### Task directions
Continue the lesson on writing a description of a scene, starting right after its final heading.
#### Text shown
312. RULE FOR A GENERAL DESCRIPTION.
1. From a careful examination of the scene form a correct idea of its beauties and imperfections.
2. From these select the most pleasing and prominent features for your especial delineation.
3. Then detail, in neat and sufficiently copious language, the general appearance of the scene and the surrounding objects in the order in which they present themselves to your view.
4. An extended Description, adapted to Senior Pupils, may comprise the following:
a. Some notice of the sounds produced by natural objects, such as a waterfall, a brook, &c., or by animated nature, as, from sheep, cattle, birds.
6. A contrast in the uncultivated parts of the scene.
c. The employments of the inhabitants in the vicinity.
d. A judicious interspersion of appropriate reflections suggested by surrounding objects. To what extent these particulars may be introduced will depend on the taste and purpose of the writer.
313. The EXERCISES. — The Exercises given under this Section will be of two kinds. - 1st. The Model Extract, illustrating either the whole of the rule or its leading points, and requiring to be reproduced from recollection. — 2ndly. The Exercise from hints, briefly but sufficiently expressed, requiring a full development according to the ingenuity and skill of the pupil. The following is a Model Exercise.
314. 1. Let the following Example be read two or three times over, carefully noticing the sequence of the sentences. The book must afterwards be laid aside.
2. Then the Exercise can be reproduced by the pupil from recollection.
3. Afterwards, a comparison must be instituted between this and the original, when all deviations either in construction, punctuation, or sequence must be carefully noticed. An inferior production ought to be rewritten.
315. MODEL. — FRESHWATER BAY, ISLE OF Wight.
########
#### Supplied material
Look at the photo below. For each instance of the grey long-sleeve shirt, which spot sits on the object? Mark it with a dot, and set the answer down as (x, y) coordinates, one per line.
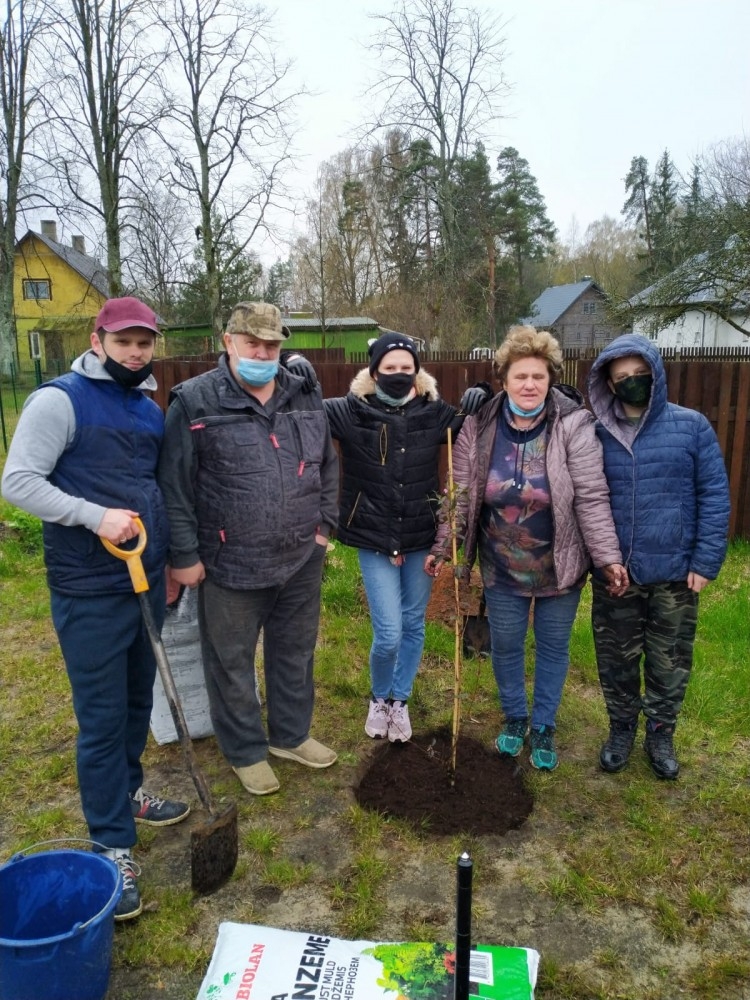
(45, 429)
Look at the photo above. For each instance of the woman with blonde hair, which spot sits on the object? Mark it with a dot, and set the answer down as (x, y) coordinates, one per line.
(533, 504)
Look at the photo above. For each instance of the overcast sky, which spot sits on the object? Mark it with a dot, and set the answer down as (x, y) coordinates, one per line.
(593, 83)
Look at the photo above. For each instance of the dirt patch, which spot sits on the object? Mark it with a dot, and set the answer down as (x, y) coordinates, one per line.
(414, 781)
(442, 606)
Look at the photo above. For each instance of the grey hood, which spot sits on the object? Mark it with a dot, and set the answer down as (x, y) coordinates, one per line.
(602, 399)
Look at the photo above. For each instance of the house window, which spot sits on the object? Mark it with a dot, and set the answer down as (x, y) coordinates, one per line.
(34, 288)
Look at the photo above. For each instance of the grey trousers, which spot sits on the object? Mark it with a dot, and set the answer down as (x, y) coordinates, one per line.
(230, 623)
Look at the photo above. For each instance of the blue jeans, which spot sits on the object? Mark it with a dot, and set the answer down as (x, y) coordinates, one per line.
(553, 622)
(111, 668)
(398, 598)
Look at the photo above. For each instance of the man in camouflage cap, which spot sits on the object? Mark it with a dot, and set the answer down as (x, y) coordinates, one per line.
(250, 480)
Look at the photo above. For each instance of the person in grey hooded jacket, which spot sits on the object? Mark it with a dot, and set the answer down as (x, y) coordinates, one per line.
(670, 502)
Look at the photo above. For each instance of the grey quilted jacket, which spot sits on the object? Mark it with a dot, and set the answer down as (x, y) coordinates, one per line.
(584, 532)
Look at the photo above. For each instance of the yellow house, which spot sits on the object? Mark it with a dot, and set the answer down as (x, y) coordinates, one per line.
(58, 291)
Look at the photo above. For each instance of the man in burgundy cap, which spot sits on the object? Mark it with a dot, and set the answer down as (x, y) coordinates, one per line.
(83, 459)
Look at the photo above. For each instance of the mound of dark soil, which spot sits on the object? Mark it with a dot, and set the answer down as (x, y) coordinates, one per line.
(412, 781)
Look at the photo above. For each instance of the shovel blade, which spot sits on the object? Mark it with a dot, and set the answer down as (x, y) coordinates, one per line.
(213, 851)
(477, 640)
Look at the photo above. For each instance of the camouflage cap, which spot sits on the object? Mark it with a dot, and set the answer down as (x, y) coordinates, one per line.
(260, 319)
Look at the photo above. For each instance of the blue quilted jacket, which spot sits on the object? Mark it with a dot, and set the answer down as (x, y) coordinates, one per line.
(669, 489)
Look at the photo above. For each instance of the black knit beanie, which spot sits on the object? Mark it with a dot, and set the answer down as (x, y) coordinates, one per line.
(391, 342)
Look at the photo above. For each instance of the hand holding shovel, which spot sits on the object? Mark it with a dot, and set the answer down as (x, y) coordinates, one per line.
(213, 845)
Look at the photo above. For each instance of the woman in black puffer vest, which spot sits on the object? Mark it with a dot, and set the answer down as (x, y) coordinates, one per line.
(390, 428)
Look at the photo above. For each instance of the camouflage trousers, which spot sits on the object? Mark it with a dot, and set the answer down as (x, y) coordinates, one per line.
(654, 624)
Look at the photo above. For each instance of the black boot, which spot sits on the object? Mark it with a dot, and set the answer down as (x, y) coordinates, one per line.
(616, 751)
(659, 747)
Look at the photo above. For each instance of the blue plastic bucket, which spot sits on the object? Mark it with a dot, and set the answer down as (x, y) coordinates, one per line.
(57, 924)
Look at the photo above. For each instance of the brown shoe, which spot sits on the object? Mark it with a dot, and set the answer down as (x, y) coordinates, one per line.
(258, 779)
(310, 753)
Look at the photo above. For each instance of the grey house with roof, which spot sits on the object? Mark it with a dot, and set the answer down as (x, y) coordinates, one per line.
(576, 314)
(690, 308)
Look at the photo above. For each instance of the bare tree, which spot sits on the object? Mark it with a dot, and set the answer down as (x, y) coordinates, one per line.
(18, 35)
(159, 246)
(231, 122)
(442, 81)
(103, 107)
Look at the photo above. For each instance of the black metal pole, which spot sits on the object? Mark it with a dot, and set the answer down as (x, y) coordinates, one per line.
(463, 927)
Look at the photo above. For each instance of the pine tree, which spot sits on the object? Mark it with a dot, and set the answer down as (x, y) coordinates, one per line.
(525, 229)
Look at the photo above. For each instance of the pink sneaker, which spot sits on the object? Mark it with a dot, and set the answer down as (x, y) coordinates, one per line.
(377, 719)
(399, 724)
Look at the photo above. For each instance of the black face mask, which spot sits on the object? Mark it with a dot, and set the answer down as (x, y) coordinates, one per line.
(635, 389)
(397, 385)
(126, 377)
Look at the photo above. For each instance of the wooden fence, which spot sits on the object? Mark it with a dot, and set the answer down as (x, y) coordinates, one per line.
(718, 388)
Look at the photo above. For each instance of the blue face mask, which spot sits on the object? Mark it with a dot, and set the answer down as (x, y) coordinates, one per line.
(256, 373)
(526, 413)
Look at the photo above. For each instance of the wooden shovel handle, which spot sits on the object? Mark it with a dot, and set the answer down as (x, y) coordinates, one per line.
(132, 557)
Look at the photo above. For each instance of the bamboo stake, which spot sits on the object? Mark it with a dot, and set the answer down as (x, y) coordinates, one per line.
(458, 628)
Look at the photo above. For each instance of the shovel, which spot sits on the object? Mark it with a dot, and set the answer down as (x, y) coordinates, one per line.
(213, 845)
(477, 639)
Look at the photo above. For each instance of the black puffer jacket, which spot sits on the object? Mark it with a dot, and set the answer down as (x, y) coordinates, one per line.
(390, 457)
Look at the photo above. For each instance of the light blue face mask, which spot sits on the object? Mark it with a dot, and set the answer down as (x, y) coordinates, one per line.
(526, 413)
(256, 373)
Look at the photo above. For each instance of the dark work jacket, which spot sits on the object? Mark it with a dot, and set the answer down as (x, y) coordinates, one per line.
(247, 486)
(112, 461)
(390, 490)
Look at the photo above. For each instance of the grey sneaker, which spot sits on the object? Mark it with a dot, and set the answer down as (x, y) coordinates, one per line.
(378, 714)
(129, 905)
(155, 811)
(399, 724)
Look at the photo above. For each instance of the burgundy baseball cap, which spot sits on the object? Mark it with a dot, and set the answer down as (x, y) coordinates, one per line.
(122, 314)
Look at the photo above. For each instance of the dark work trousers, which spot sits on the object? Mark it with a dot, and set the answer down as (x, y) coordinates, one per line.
(111, 667)
(656, 624)
(230, 622)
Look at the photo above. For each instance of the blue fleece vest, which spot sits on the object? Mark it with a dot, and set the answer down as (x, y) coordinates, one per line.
(111, 461)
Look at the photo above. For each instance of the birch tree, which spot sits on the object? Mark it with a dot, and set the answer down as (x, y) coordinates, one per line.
(103, 108)
(19, 34)
(442, 81)
(229, 118)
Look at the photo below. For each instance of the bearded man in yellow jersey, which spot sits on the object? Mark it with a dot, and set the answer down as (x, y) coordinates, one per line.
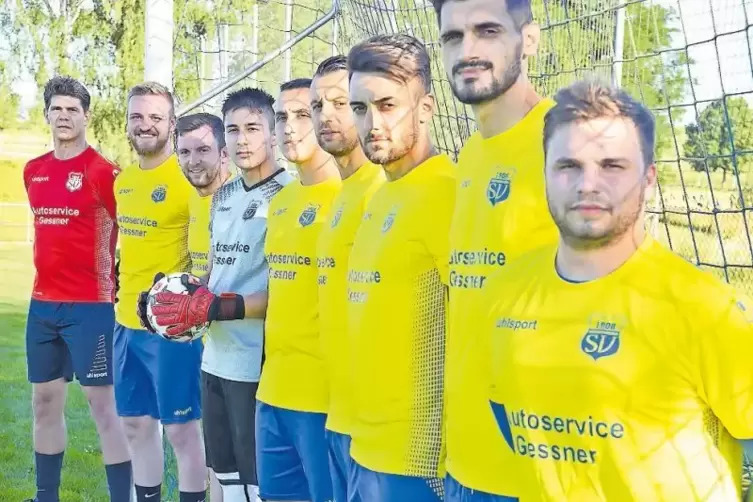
########
### Exercise response
1. The scenery of Freshwater Bay, Isle of Wight, is one of the most attractive features of this picturesque and far-famed island. The wild range of perpendicular cliffs, surmounted by the verdure of the Downs that appear above them, forming a striking contrast with the snowy surface of the chalk,- the waves gently swelling to the base, or dashing in wild confusion against their sides, — the seafowl issuing from the cavities of the rock, wheeling aloft and balancing themselves in mid-air, or plunging in search of their prey beneath the waters, -- the boats of the fishermen busied in the labours of their perilous calling, - the shipping in the Channel, - combined with the different appearances of the changing seasons and varying weather, altogether yield a picture of the most pleasing and animating description.
2. These cliffs are remarkable for the prodigious numbers of aquatic birds that frequent them ; more especially during the summer months, for the purpose of depositing and hatching their eggs among the crevices of the rocks, which afford them a secure asylum from the weather ; though even here they are not beyond the reach of man, their unwearied persecutor. The inhabitants of the island, for the sake of their down and eggs, descend, at the hazard of their lives, from the brow of the cliff above, suspended merely by a rope attached to the waist, and thus explore, at leisure, every hollow of the rock, much in the manner practised by the inhabitants of the Shetland Isles.
3. The upper part of the Bay, where cliffs begin to rise in romantic grandeur, is remarkable for a cave, which, opening under the cliff, expands into a marine grotto of considerable dimensions, and forms an interesting and impressive object to the curious traveller. A slight pier of chalk divides the mouth of the cave into two unequal arches, beyond the smaller of which is another of the same size. The principal arch is between twenty and thirty feet in height. The entire depth-of the cavern is about one hundred and twenty feet, but the height rapidly diminishes till it becomes too low to be explored. The interior of the arches, with their dark mantle of moss and sea-weed, forms a fine contrast to the white chalky cliffs outside; and the sea-view from the upper part of the cave, with its wild foreground, formed by large fragments of the rock which lie scattered at the feet of the spectator, is strikingly beautiful.
LESSON 107. — Hints. 316. From the following Hints, which are given in regular succession, produce a Description developed and expressed as nearly as possible according to the rule.
317. SCENERY NEAR LAKE CHAMPLAIN, UNITED STATES.
1. On ascending the Champlain, the shores become wild, mountainous. 2. The site of Burlington of singular beauty, white houses, neat, elegant, ascend rapidly from the shore, trees interspersed, arranged with symmetry that characterizes the young villages. 3. Beyond sweet bay, waters of the lake open, bounded by a range of mountains, behind these when our eyes rested on them, the sun sinking in golden splendour; a fairy scene, when the sun's flaming disk might have dazzled eagles, dropped behind the scene, blazing on the lake, on the windows and white walls of the village, and on the sails of the ships and shipping, gliding through the waters.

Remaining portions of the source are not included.